Stored dataset items
++++

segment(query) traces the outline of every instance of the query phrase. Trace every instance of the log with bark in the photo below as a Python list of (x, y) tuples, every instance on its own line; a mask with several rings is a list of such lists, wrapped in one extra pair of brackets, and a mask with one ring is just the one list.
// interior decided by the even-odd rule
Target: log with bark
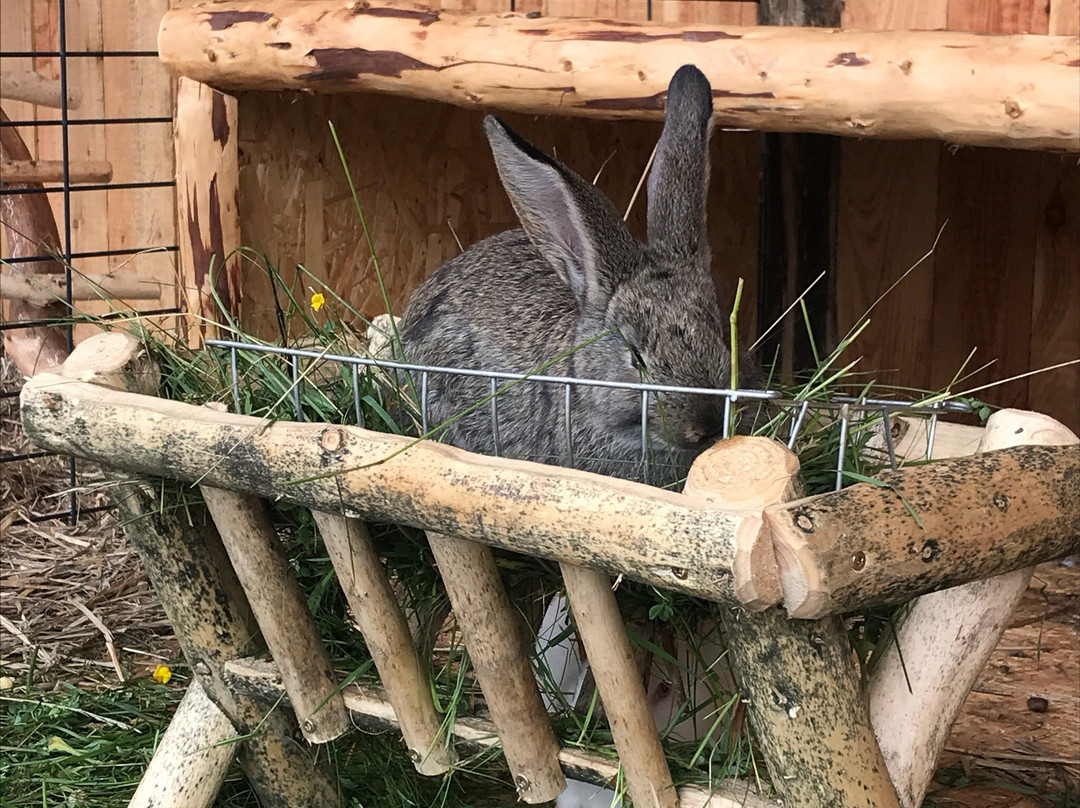
[(177, 76), (226, 91), (378, 91), (530, 113), (659, 120), (694, 63), (725, 126), (1080, 150), (1080, 38), (469, 14), (395, 0), (168, 12)]

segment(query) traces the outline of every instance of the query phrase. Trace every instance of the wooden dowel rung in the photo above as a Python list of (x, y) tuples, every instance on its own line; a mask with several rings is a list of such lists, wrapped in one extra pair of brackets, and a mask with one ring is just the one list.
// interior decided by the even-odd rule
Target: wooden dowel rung
[(350, 725), (337, 677), (266, 504), (220, 488), (201, 490), (303, 737), (311, 743), (338, 738)]
[(359, 519), (312, 511), (353, 617), (401, 724), (409, 756), (421, 775), (442, 775), (454, 763), (431, 696), (431, 682), (417, 657), (408, 623), (367, 527)]
[[(87, 160), (68, 163), (69, 183), (109, 183), (112, 163)], [(0, 183), (63, 183), (63, 160), (4, 160), (0, 162)]]
[(566, 789), (558, 742), (495, 556), (484, 544), (453, 536), (429, 533), (428, 540), (517, 794), (526, 803), (552, 800)]

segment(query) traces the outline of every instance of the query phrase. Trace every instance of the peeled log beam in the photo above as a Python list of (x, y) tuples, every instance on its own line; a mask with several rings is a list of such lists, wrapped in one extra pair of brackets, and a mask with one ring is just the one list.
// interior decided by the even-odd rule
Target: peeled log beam
[(471, 108), (660, 120), (697, 64), (720, 125), (1080, 150), (1080, 38), (676, 26), (262, 0), (165, 14), (161, 59), (227, 91), (378, 91)]
[(680, 494), (355, 427), (268, 423), (52, 374), (28, 380), (22, 395), (27, 434), (64, 454), (735, 603), (742, 520)]
[(1080, 446), (885, 472), (765, 510), (792, 617), (899, 603), (1080, 549)]

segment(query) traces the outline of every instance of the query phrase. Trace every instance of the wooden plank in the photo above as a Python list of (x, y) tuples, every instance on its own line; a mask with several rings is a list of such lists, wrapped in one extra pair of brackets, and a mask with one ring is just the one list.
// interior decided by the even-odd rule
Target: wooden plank
[(946, 27), (950, 31), (984, 33), (1047, 33), (1047, 0), (948, 0)]
[[(156, 51), (158, 24), (168, 10), (167, 0), (102, 0), (104, 43), (111, 51)], [(110, 56), (105, 59), (105, 115), (109, 118), (170, 117), (172, 87), (168, 75), (154, 58)], [(120, 91), (119, 87), (123, 87)], [(116, 166), (117, 183), (168, 180), (174, 176), (172, 127), (140, 123), (106, 127), (106, 148)], [(141, 250), (176, 243), (176, 201), (172, 188), (107, 193), (110, 250)], [(137, 275), (171, 289), (162, 299), (129, 302), (143, 309), (175, 306), (176, 260), (172, 253), (113, 258), (110, 269)], [(102, 304), (104, 306), (105, 304)]]

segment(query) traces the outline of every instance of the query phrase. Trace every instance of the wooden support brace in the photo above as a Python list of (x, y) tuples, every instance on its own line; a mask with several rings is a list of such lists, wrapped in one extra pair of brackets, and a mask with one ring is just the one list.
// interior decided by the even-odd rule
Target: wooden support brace
[(357, 519), (325, 511), (312, 511), (312, 516), (393, 704), (416, 770), (442, 775), (454, 763), (454, 749), (443, 736), (431, 681), (417, 658), (405, 614), (390, 588), (367, 527)]
[(1080, 38), (962, 31), (613, 24), (394, 0), (185, 5), (165, 67), (230, 92), (377, 91), (607, 119), (663, 117), (698, 65), (724, 126), (1080, 150)]
[(558, 767), (558, 741), (495, 556), (484, 544), (453, 536), (429, 531), (428, 541), (517, 794), (526, 803), (552, 800), (566, 789)]
[[(759, 520), (761, 508), (798, 495), (798, 472), (783, 444), (731, 437), (698, 458), (686, 489)], [(757, 744), (785, 803), (896, 808), (843, 621), (788, 620), (780, 606), (720, 614)]]
[(127, 808), (210, 808), (225, 782), (240, 732), (195, 679), (153, 751)]
[(902, 603), (1080, 550), (1080, 447), (887, 471), (765, 520), (793, 617)]
[[(71, 161), (68, 163), (68, 181), (108, 183), (112, 179), (112, 163), (104, 160)], [(3, 183), (63, 183), (62, 160), (2, 160), (0, 181)]]
[[(160, 379), (157, 365), (138, 340), (124, 332), (84, 340), (60, 371), (63, 376), (52, 378), (62, 383), (68, 380), (146, 395), (157, 392)], [(159, 488), (157, 481), (124, 477), (110, 490), (124, 531), (143, 560), (195, 678), (244, 736), (237, 746), (240, 765), (259, 805), (338, 808), (340, 799), (329, 769), (293, 740), (297, 730), (293, 711), (268, 710), (226, 686), (226, 662), (260, 650), (255, 643), (258, 630), (205, 510), (194, 506), (162, 510)], [(151, 781), (145, 787), (152, 794), (158, 785)]]
[(200, 486), (255, 620), (281, 670), (285, 689), (311, 743), (349, 729), (337, 676), (266, 504), (256, 497)]
[[(987, 421), (978, 450), (1077, 443), (1049, 416), (1002, 409)], [(922, 804), (949, 729), (1009, 627), (1031, 571), (1018, 569), (917, 598), (874, 668), (870, 715), (904, 808)]]
[[(64, 95), (56, 79), (46, 79), (33, 70), (4, 70), (0, 73), (0, 98), (59, 109)], [(68, 86), (68, 109), (78, 109), (81, 105), (82, 93), (78, 87)]]
[[(72, 300), (157, 300), (162, 285), (157, 281), (113, 274), (71, 273)], [(0, 273), (0, 296), (9, 300), (25, 300), (46, 306), (65, 300), (67, 282), (64, 275), (29, 275), (18, 266)]]

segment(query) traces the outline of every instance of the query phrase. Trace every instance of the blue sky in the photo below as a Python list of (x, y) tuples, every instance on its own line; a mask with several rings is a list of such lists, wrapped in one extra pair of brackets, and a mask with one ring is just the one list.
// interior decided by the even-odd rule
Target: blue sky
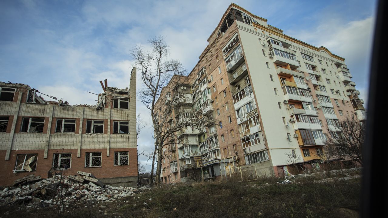
[[(367, 100), (375, 1), (234, 2), (285, 34), (344, 57)], [(150, 37), (164, 36), (171, 57), (191, 71), (230, 3), (3, 0), (0, 81), (28, 84), (71, 104), (94, 104), (95, 96), (87, 92), (101, 92), (100, 80), (129, 85), (130, 51)], [(140, 102), (137, 110), (149, 122)], [(140, 151), (153, 146), (149, 127), (141, 134)]]

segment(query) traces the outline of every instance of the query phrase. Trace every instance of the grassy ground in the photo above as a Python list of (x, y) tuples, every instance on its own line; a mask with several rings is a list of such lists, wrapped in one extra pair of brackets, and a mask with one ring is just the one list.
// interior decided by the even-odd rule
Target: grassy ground
[[(274, 179), (164, 185), (135, 196), (73, 206), (64, 217), (357, 217), (359, 179), (279, 184)], [(267, 183), (267, 185), (265, 183)], [(120, 202), (119, 202), (120, 201)], [(84, 208), (87, 206), (87, 208)], [(0, 207), (2, 217), (56, 216), (53, 209)], [(1, 216), (1, 215), (0, 215)]]

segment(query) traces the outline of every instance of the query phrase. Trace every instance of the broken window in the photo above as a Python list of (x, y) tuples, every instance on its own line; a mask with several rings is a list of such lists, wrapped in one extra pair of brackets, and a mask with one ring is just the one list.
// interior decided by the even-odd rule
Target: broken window
[(128, 152), (114, 152), (114, 166), (128, 165)]
[(43, 132), (45, 125), (44, 118), (23, 118), (22, 127), (20, 130), (22, 132)]
[(113, 133), (129, 133), (129, 122), (123, 121), (113, 122)]
[(57, 119), (55, 132), (75, 132), (75, 119)]
[(0, 100), (12, 101), (16, 89), (14, 88), (0, 87)]
[(54, 154), (52, 168), (59, 170), (70, 168), (71, 165), (71, 154), (55, 153)]
[(36, 170), (38, 154), (18, 154), (14, 171)]
[(8, 117), (0, 117), (0, 132), (7, 131), (9, 121), (9, 118)]
[(104, 121), (88, 120), (86, 133), (104, 133)]
[(85, 167), (101, 166), (101, 152), (87, 153)]
[(28, 90), (27, 95), (27, 102), (35, 104), (45, 104), (44, 101), (36, 95), (36, 90), (32, 89)]
[(113, 98), (113, 108), (128, 109), (129, 108), (129, 99), (114, 97)]

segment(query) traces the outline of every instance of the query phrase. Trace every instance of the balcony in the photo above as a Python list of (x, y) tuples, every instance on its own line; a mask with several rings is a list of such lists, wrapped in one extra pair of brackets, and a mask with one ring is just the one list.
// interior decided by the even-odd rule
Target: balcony
[[(288, 80), (283, 80), (282, 82), (283, 83), (283, 85), (286, 85), (288, 86), (291, 86), (292, 87), (298, 88), (298, 86), (296, 85), (296, 83), (294, 83), (294, 82), (289, 81)], [(305, 87), (305, 88), (306, 87)]]
[(183, 171), (185, 170), (188, 170), (189, 169), (194, 169), (195, 168), (197, 168), (198, 167), (199, 167), (199, 166), (197, 164), (187, 164), (180, 166), (179, 170), (180, 170), (181, 171)]
[(244, 76), (248, 75), (248, 71), (246, 68), (246, 64), (245, 62), (239, 66), (233, 73), (229, 75), (229, 83), (231, 84), (236, 83)]
[(178, 172), (178, 167), (174, 167), (173, 168), (170, 168), (170, 173), (176, 173)]
[(289, 113), (290, 115), (292, 115), (294, 114), (307, 114), (306, 113), (306, 110), (304, 109), (295, 108), (295, 107), (291, 107), (289, 109), (288, 112)]
[(289, 77), (291, 76), (296, 76), (300, 77), (304, 77), (305, 76), (302, 73), (289, 70), (282, 67), (278, 67), (276, 68), (276, 73), (278, 75), (287, 77)]
[[(298, 61), (296, 61), (296, 59), (294, 57), (288, 56), (289, 57), (289, 58), (288, 58), (286, 57), (287, 57), (287, 56), (286, 57), (282, 57), (282, 56), (279, 56), (276, 55), (273, 50), (271, 51), (274, 54), (274, 55), (273, 56), (273, 57), (272, 57), (272, 58), (274, 59), (274, 63), (278, 64), (281, 65), (283, 65), (284, 66), (287, 65), (287, 64), (289, 64), (290, 66), (293, 68), (295, 69), (300, 67), (300, 66), (299, 66), (299, 64), (298, 62)], [(283, 56), (284, 56), (284, 55)]]
[(345, 83), (352, 82), (352, 80), (349, 77), (349, 75), (347, 73), (341, 71), (338, 73), (338, 78), (340, 79), (340, 80), (341, 82)]
[(356, 88), (354, 86), (348, 85), (345, 87), (345, 90), (346, 90), (347, 92), (353, 92), (356, 90)]
[(175, 144), (171, 144), (168, 145), (168, 152), (173, 152), (175, 151)]
[(177, 159), (176, 156), (171, 156), (169, 157), (168, 159), (170, 160), (170, 163), (173, 162), (174, 161), (176, 161), (177, 160)]

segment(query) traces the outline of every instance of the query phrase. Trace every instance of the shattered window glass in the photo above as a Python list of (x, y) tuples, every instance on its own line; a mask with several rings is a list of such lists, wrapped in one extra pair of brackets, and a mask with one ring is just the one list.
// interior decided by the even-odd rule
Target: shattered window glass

++++

SHORT TASK
Render the lines as a JSON list of strings, one string per line, leaving out blank lines. Begin at the line that has "of the shattered" and continue through the last line of the stored dataset items.

TASK RESULT
[
  "segment(query) traces the outline of every instance of the query phrase. Trace every instance of the shattered window glass in the photo above as a Python list of (x, y) tuples, every instance on its own line; a mask with several rings is a list of such lists, wrapped in one extra pair of brackets, and a mask with one ring is just the one list.",
  "// interior decided by the even-odd rule",
  "Target: shattered window glass"
]